— Prompt —
Your output must consist solely of the lines from the one containing "Would you be so kind as to point out the person's" through the end of the records, reproduced exactly.

— Photo-based referring expression data —
——

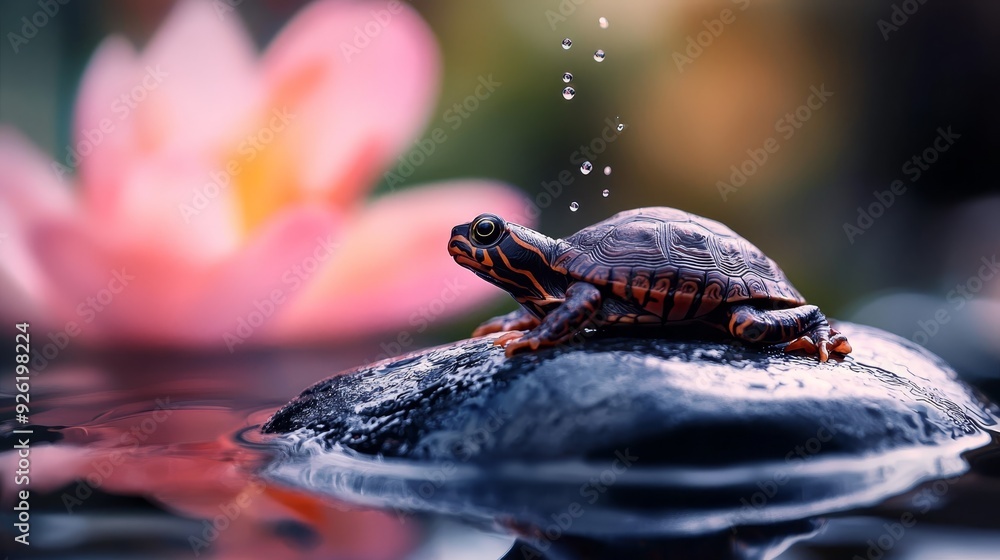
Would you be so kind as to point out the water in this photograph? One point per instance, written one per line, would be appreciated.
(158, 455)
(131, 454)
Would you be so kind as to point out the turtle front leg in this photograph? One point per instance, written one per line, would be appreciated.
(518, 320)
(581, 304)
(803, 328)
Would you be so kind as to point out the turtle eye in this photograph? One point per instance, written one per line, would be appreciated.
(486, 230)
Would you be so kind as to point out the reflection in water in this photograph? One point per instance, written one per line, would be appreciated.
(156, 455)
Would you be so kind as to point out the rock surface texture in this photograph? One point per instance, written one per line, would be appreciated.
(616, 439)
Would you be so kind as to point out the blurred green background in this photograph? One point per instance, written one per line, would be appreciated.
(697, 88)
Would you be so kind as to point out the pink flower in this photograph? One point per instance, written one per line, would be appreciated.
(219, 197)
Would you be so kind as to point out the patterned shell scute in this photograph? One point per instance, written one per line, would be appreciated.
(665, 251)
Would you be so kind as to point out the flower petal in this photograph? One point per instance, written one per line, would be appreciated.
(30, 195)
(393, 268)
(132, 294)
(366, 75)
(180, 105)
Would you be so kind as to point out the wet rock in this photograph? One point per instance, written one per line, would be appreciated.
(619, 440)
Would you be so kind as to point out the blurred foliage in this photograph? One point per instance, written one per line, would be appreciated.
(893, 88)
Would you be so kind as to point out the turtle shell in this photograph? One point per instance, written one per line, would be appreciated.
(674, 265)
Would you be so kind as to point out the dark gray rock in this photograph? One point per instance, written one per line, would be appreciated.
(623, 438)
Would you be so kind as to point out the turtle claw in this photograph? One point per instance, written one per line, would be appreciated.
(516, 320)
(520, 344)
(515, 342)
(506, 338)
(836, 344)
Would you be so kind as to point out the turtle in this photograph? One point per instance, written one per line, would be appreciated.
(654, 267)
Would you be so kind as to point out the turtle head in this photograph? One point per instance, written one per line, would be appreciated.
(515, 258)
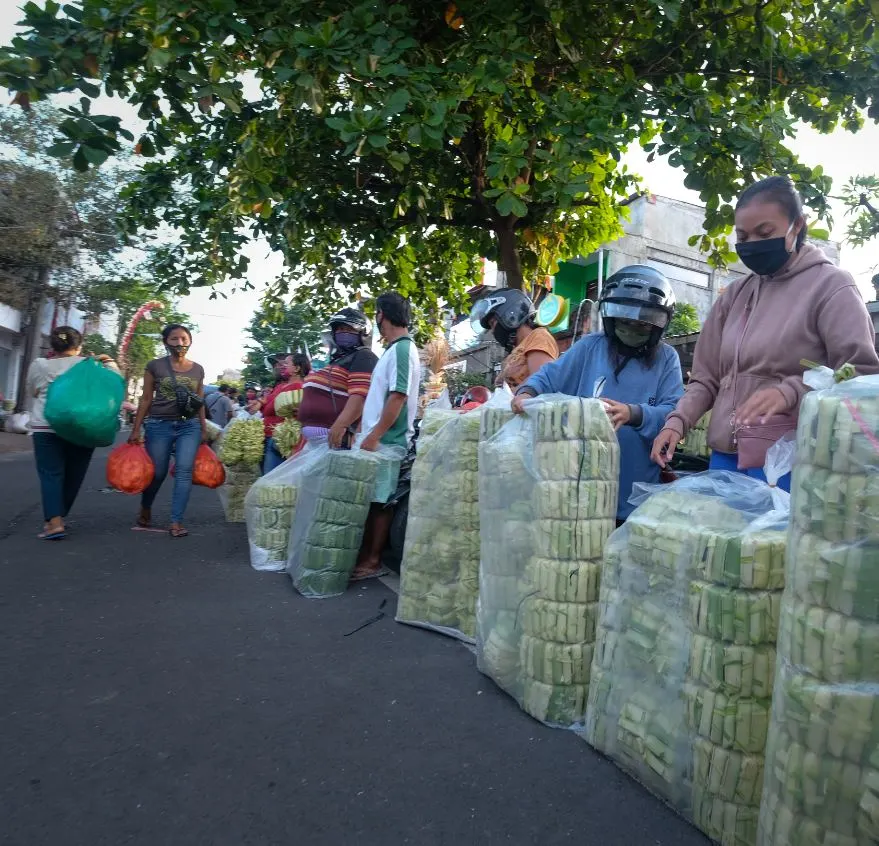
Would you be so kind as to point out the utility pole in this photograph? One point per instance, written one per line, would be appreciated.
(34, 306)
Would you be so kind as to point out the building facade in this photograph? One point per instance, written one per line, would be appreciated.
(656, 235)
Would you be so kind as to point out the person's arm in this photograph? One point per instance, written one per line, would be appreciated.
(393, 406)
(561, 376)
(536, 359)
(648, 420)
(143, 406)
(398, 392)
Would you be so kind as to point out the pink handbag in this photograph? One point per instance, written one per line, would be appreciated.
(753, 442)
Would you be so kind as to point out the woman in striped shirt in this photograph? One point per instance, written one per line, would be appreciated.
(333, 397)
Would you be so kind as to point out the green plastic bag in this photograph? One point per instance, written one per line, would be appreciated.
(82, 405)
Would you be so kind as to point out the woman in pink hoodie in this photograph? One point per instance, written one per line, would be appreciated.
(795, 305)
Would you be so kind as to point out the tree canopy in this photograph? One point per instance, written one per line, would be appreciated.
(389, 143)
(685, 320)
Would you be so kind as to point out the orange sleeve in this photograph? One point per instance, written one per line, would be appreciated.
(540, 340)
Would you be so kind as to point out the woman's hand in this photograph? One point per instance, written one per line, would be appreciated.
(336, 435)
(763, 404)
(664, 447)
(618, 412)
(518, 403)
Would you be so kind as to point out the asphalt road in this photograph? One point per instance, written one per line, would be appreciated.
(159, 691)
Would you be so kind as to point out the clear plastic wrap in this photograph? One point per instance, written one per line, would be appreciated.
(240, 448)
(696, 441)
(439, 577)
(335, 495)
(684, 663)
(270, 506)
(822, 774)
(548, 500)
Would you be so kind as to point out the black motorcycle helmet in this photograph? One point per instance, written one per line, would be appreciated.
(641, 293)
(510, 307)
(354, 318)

——

— Response —
Would you be so kind as to point out the person's arm in this photograph? One point per instance, written one per line, would be appreciated.
(393, 406)
(561, 376)
(536, 359)
(648, 420)
(143, 406)
(398, 392)
Would you be so kind as to point out the pink handbag in this photograph? One point per instance, written one per line, would be appreciated.
(753, 442)
Would you be so kind as to point out the woman in striped shirt in this photograph? One point per instance, written one per line, would be appreciated.
(333, 397)
Would you be so kind as to point out the green plastic bag in this photograph? One point per instance, written one per line, would be appreciated.
(82, 405)
Would you be so kind as to point out the woman in pink hoodie in this photograph? One point per instance, written one per line, would be appreciated.
(795, 305)
Would you be so kind as to point out the tree canopy in this photograph? One point per instance, written one per line, would be appreciated.
(389, 143)
(685, 320)
Would you be so kind as to point out the orange sleeve in this photograph? One point per instance, written one per line, would be appreciated.
(540, 340)
Would you be so kind as to point out the woman's hand in this photograph? One point per instance, written one per line, would be appreciated.
(336, 435)
(763, 404)
(664, 447)
(618, 412)
(518, 403)
Would you be so kind as to point out the asphalt road in this photograph? One point per instance, written one per line, would be appreciated.
(159, 691)
Would you be so kind as to point out the clear plastic wrap in this photograph? One point per instance, written one per line, would be appreciated.
(240, 448)
(696, 441)
(439, 577)
(335, 495)
(684, 663)
(270, 506)
(822, 774)
(548, 500)
Would you be so kind as to point out the black motorcycle helmet in this photograph? One point per instance, written one per line, would be appreciated.
(641, 293)
(510, 307)
(354, 318)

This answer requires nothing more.